§ PAGE
--------------------

Culture

Passez de l’autre côté du miroir dans un conte de fée inquiétant avec Nicnevin et la reine de sang des Editions Humanoïdes Associés

Nicnevin et la reine de sang. Edition: Les Humanoïdes Associés
Nicnevin et la reine de sang. Edition: Les Humanoïdes Associés

Nicnevin, une jeune fille comme les autres voit sa vie chamboulée quand elle doit passer avec sa mère et son frère ses vacances d’été dans la maison familiale au cœur d’une inquiétante forêt. Lieu connus par tout le monde comme étant « La maison de la sorcière ».

Lieu où tout semble possible et où la mort semble rôder. Des événements étranges, magiques, lugubres se multiplient autour d’elle, une menace semble planer autour de Nicnevin.

Onirique. Féérique. Envoutant. Terrifiant. Voici les termes qui caractérisent le mieux la bande dessinée Nicnevin et la reine de sang proposée par les Editions Humanoïdes Associés. Nous devons ce véritable ovni du genre aux talents combinés de quatre artistes hors pairs : Helen Mullane pour le scénario, Dom Reardon pour le dessin, Smith pour la page du titre, Lee Loughride pour la couleur et pour finir en beauté Jock pour la page de fin. Préparez-vous à plonger dans un monde féerique, mais surtout inquiétant qui saura en captiver plus d’un ou d’une.

Le titre de cette BD Nicnevin et la reine de sang est déjà des plus prometteurs et saura attirer l’attention des fans d’horreurs dont je fais partie. Cette impression est renforcée par la couverture qui donne le ton avec ses accents des plus inquiétants.

On y voit une jeune fille y lire un livre sur un fond rouge sang. Ses cheveux noirs de jais sont dressés sur sa tête en une sorte de nébuleuse, nuage de fumée dans lequel nous pouvons apercevoir : une femme, un enfant, un homme et un cerf. En arrière-plan, on peut voir un visage angoissant au teint cadavérique les yeux blancs rappelant le visuel des zombies, mais n’augurant surtout rien de bon. 

Cette bande dessinée proposée par les Éditions Humanoïdes Associés vous plonge dans un univers inquiétant et cela dès la page d’introduction qui dresse une revue de presse plus que positive et prometteuse sur Nicnevin et la reine de sang.

--------------------

§ LISTE DES ENTRÉES
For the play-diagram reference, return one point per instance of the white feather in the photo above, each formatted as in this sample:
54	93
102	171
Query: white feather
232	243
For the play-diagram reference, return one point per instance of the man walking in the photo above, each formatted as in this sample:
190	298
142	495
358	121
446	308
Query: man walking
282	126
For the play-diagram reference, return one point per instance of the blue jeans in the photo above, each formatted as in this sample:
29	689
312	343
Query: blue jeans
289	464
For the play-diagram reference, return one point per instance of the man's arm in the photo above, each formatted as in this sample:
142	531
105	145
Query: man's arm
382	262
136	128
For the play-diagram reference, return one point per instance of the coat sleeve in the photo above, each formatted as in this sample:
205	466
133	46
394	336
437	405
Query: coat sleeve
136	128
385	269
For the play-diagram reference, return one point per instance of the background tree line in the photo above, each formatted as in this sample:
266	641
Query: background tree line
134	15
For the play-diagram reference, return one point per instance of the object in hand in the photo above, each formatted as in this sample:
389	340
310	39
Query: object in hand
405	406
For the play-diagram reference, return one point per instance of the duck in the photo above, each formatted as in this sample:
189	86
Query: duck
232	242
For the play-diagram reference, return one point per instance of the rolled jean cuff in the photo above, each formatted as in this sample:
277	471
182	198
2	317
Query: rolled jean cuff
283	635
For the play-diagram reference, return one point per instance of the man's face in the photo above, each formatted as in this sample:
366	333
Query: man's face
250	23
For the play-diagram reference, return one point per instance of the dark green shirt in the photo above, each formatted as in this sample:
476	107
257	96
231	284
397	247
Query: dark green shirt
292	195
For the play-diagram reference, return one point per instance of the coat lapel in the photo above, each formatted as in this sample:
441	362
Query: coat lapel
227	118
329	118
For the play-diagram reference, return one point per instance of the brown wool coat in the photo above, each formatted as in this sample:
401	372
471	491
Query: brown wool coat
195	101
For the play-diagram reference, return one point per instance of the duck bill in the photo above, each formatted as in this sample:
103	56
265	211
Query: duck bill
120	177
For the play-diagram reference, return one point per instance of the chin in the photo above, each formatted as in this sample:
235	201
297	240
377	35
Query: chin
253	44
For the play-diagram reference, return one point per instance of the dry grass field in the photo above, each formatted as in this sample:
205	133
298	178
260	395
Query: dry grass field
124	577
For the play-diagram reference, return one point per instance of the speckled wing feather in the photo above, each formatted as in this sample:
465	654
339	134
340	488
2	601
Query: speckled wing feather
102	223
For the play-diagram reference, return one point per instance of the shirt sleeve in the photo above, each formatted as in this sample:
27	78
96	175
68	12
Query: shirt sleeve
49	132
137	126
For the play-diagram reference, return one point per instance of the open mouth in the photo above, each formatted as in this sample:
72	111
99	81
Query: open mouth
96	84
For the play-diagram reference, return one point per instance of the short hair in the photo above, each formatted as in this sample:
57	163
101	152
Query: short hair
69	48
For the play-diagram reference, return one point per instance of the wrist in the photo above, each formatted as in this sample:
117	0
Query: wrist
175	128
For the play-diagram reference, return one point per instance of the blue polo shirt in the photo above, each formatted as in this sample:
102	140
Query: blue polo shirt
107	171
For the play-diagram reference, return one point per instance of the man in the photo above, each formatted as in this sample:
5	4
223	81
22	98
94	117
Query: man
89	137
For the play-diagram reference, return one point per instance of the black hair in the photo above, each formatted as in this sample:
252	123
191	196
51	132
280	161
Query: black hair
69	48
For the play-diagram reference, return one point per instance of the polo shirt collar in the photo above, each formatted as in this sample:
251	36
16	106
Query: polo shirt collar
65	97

--------------------

§ CONSIGNE
Recopiez le passage de la critique allant de « Lieu où tout » à « autour de Nicnevin. ». Les enregistrements forment un matériau distinct de la critique.

§ CORRIGÉ
Lieu où tout semble possible et où la mort semble rôder. Des événements étranges, magiques, lugubres se multiplient autour d’elle, une menace semble planer autour de Nicnevin.